Dataset entries:
##########
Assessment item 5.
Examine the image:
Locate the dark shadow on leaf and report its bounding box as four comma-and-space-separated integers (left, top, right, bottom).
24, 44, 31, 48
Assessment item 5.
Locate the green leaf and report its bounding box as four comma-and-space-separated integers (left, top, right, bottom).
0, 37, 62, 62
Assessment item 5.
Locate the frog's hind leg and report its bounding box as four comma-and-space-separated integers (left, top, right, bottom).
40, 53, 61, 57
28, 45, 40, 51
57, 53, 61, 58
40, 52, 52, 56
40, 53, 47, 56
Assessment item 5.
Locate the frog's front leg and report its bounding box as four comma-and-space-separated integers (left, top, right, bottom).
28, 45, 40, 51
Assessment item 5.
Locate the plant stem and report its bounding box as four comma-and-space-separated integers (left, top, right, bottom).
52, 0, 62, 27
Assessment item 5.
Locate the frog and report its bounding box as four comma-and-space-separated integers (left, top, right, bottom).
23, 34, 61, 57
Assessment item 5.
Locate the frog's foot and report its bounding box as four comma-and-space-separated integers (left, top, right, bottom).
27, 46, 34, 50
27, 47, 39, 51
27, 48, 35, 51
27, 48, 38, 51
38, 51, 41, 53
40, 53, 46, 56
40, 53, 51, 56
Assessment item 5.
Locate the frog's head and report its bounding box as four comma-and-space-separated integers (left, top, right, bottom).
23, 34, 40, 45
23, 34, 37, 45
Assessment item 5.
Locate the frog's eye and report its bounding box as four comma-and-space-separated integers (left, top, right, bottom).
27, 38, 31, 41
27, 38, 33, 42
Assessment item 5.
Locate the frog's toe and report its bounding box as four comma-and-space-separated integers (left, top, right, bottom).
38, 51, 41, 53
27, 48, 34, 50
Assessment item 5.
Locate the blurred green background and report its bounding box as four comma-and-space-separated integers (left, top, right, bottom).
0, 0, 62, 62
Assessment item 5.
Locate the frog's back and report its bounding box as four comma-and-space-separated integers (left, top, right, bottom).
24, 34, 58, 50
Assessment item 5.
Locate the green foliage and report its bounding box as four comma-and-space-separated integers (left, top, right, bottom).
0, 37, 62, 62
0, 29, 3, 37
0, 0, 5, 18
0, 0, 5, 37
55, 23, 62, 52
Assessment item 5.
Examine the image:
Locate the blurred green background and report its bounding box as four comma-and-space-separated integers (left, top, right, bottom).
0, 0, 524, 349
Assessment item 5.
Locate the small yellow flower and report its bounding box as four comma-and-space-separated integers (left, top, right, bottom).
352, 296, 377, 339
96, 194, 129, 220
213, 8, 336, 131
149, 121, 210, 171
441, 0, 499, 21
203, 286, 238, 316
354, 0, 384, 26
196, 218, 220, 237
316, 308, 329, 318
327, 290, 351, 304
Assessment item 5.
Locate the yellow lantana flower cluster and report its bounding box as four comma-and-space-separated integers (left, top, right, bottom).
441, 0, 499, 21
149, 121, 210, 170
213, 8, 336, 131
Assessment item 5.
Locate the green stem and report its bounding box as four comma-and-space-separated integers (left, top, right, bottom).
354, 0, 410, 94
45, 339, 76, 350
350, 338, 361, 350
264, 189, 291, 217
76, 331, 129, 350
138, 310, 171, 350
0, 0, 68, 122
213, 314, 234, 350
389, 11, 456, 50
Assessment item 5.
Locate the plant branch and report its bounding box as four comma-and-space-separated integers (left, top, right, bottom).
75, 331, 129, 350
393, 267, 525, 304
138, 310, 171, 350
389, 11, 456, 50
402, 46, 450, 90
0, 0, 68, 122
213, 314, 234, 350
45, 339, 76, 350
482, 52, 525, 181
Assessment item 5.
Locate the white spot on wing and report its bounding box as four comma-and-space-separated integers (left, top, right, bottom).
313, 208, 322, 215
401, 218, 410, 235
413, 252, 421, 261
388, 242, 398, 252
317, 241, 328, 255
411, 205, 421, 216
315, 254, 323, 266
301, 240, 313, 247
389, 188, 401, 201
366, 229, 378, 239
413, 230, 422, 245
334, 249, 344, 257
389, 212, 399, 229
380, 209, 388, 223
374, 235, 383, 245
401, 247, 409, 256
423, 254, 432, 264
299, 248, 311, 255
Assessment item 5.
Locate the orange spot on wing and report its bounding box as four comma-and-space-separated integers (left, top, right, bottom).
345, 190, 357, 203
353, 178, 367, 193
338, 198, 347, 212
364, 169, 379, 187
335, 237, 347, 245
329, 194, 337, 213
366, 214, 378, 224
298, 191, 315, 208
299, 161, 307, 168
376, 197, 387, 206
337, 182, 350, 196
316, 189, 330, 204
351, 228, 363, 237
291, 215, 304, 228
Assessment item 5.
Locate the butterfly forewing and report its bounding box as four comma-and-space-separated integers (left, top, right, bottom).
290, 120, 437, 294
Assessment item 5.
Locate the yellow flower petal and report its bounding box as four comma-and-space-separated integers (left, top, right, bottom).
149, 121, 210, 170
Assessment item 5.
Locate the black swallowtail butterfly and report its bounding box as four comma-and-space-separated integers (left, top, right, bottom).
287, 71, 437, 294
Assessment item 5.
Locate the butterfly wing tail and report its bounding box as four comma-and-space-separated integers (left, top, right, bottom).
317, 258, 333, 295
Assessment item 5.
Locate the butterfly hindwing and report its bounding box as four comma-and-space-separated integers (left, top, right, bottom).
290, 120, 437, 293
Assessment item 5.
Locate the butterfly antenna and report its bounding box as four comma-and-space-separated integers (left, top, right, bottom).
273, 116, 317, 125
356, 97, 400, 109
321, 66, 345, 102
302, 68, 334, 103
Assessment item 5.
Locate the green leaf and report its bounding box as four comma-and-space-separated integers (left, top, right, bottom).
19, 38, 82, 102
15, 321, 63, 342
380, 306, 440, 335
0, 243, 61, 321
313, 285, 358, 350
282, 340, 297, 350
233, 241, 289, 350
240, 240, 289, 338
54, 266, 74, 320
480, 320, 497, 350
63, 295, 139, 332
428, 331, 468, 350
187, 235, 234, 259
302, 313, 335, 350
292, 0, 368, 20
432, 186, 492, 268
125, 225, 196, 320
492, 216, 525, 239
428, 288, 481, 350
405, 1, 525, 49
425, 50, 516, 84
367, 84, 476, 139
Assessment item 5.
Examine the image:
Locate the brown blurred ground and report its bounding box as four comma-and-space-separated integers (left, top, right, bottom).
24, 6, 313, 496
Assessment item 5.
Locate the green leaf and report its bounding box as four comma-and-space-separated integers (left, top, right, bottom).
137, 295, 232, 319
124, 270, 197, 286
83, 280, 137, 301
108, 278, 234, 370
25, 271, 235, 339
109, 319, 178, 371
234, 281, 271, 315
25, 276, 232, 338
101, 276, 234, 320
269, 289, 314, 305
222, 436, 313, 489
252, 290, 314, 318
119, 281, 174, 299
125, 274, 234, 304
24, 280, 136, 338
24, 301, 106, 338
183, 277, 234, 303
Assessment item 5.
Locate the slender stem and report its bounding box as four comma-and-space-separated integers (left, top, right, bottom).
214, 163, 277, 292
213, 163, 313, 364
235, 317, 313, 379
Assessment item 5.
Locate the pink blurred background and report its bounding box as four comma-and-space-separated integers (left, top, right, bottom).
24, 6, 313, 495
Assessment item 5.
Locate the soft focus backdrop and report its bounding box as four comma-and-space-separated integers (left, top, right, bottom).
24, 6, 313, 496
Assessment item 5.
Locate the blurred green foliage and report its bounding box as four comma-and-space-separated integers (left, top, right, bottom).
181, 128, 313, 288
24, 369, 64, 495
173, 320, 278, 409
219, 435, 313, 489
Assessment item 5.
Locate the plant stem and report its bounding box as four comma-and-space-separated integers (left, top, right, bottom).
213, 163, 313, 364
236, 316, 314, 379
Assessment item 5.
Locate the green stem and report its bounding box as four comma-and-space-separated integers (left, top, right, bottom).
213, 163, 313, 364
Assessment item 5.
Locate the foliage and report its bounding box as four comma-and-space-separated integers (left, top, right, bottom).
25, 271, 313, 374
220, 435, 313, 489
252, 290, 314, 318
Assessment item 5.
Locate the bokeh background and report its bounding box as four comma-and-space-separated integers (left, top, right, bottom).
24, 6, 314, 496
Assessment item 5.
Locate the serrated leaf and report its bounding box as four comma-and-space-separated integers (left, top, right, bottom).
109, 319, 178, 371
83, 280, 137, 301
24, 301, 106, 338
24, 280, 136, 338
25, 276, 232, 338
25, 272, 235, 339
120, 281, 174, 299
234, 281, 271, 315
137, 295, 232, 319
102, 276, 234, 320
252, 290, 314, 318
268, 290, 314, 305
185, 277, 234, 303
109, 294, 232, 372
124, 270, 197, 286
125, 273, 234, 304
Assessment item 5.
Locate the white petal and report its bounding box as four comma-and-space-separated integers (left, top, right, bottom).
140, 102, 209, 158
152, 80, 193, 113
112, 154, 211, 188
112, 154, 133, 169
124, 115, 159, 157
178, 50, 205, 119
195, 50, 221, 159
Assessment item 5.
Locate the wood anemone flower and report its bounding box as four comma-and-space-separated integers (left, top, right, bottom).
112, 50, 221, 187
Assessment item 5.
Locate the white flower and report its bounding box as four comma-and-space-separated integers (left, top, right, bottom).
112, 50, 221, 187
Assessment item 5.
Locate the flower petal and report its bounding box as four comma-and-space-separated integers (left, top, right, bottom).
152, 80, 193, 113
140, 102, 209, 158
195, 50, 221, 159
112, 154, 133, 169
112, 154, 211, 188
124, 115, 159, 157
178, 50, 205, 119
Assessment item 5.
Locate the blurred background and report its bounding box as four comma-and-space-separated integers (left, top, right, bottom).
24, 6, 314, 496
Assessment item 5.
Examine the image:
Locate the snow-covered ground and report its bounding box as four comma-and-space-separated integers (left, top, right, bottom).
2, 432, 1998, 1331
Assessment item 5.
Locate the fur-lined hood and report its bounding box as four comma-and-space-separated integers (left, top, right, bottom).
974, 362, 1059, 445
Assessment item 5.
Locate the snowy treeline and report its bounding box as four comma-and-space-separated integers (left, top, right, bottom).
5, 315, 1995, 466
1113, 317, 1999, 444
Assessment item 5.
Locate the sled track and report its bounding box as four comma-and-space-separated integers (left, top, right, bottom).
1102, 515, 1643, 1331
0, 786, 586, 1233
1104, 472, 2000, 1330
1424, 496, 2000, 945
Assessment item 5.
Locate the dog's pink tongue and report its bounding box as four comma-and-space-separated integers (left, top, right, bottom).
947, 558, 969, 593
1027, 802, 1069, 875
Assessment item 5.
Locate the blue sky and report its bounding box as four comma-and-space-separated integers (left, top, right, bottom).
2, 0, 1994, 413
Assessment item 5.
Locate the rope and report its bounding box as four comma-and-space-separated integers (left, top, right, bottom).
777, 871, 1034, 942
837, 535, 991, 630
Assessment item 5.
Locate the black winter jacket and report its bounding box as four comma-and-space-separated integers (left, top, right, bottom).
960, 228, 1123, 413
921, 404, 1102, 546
##########
Problem description: Please restate, exactly as written, the line that holds "Locate the wood" and all remaining lines of the data above, and only those.

Result of this task:
Locate the wood anemone flower and report its bounding box as four comma-and-space-separated integers (left, top, right, bottom).
112, 50, 221, 187
Assessment item 5.
Locate the white flower and report its bounding box as four comma-and-space-separated integers (left, top, right, bottom).
112, 50, 221, 187
Assessment item 5.
Locate the flower petal and report its bounding box as four comma-and-space-separated integers (left, top, right, bottom).
152, 80, 193, 113
140, 102, 209, 158
195, 50, 221, 159
112, 154, 133, 169
112, 154, 211, 188
124, 115, 159, 157
178, 50, 205, 119
Assessment item 5.
Locate the blurred background and report its bounding box as four comma-and-space-separated integers (left, top, right, bottom).
24, 6, 314, 496
Assessment item 5.
Examine the image:
Locate the snow-covered ground and report its bounding box as four comma-and-space-separated integers (left, top, right, bottom).
2, 432, 1998, 1331
Assessment item 5.
Locate the fur-lined hood and report its bounding box as four comma-and-space-separated integers (left, top, right, bottom).
974, 362, 1059, 445
Assessment item 5.
Locate the snowy treeline and report its bounding box as four comma-and-space-separated integers (left, top, right, bottom).
5, 315, 1995, 466
1113, 317, 1999, 444
Assessment item 5.
Locate the sled track and report its bounding box as four comma-and-space-separated integers (left, top, right, bottom).
1102, 515, 1643, 1331
0, 786, 586, 1233
1104, 472, 2000, 1330
1424, 496, 2000, 945
Assessment item 5.
Locate the dog's pink tongue and report its bounding box as four comma-and-space-separated integers (left, top, right, bottom).
947, 558, 969, 593
1027, 802, 1069, 875
Assessment item 5.
Locate the blue sky and report its bounding box as four comma-and-space-separated integers (left, top, right, bottom).
2, 0, 1994, 413
Assessment item 5.
Locate the rope and report its bounding box as four comma-and-space-separated integers (left, top, right, bottom).
777, 871, 1034, 942
837, 535, 991, 630
Assessment item 5.
Locate the black winter jacket and report its bounding box as four comma-and-space-separated integers (left, top, right, bottom).
960, 228, 1123, 413
921, 404, 1102, 546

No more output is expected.